▶ [Collected data entries]
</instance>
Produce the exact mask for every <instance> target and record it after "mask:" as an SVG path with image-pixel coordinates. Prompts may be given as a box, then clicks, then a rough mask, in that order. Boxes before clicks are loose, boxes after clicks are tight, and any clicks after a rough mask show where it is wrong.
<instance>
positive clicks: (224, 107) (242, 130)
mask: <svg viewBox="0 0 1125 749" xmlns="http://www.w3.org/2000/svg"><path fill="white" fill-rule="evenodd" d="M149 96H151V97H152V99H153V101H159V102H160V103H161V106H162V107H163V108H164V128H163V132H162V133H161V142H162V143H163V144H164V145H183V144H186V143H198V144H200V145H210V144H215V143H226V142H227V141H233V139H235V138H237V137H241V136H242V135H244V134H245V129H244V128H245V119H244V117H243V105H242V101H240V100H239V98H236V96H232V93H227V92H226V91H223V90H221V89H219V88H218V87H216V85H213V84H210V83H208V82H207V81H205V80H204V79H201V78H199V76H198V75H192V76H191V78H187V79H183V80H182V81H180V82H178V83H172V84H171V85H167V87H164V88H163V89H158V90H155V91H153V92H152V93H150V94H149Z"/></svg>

▶ [What is required] Return these lines without any changes.

▶ [Problem solution]
</instance>
Produce the exact mask for every <instance> target and record it after "mask:" as an SVG path with image-pixel coordinates. Prompts may be given as a box, then clicks, then a rough mask, in that order. Boxes before clicks are loose, boxes after clicks are tight, and any clicks after a rough mask show where it is wrong.
<instance>
positive clicks: (224, 107) (242, 130)
mask: <svg viewBox="0 0 1125 749" xmlns="http://www.w3.org/2000/svg"><path fill="white" fill-rule="evenodd" d="M149 96H151V97H152V99H153V101H159V102H160V103H161V106H162V107H163V108H164V128H163V132H162V133H161V142H162V143H163V144H164V145H183V144H186V143H198V144H200V145H210V144H215V143H226V142H227V141H233V139H235V138H237V137H241V136H242V135H244V134H245V129H244V128H245V119H244V117H243V105H242V101H240V100H239V98H236V96H232V93H227V92H226V91H223V90H221V89H219V88H218V87H216V85H213V84H210V83H208V82H207V81H205V80H204V79H201V78H199V76H198V75H192V76H191V78H187V79H183V80H182V81H180V82H178V83H172V84H171V85H167V87H164V88H163V89H158V90H155V91H153V92H152V93H150V94H149Z"/></svg>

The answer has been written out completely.